Recorded data Start Marker

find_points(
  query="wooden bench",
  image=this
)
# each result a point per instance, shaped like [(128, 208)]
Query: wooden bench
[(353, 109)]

Recorded data End Marker

§ What to do
Repeat every entry above exactly, leaving nothing out.

§ Output for this exercise
find_points(
  query="wooden bench",
  image=this
)
# each result a point per instance, shaped like [(128, 208)]
Query: wooden bench
[(353, 109)]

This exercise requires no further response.